INPUT MATERIAL:
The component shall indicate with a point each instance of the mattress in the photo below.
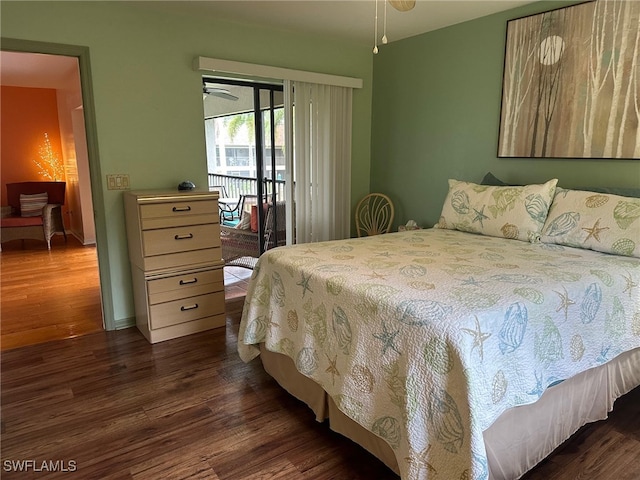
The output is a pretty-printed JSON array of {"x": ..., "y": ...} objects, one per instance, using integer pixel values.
[
  {"x": 426, "y": 338},
  {"x": 518, "y": 440}
]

CHALLENGE: Copy out every row above word for word, leaving out the pictures.

THE RESPONSE:
The component shall indicate with a point each instance of the mattress in the photo below.
The output is a pretty-printed JSON array of {"x": ..., "y": ...} objects, one per instance, using integer pixel values.
[
  {"x": 426, "y": 338},
  {"x": 518, "y": 440}
]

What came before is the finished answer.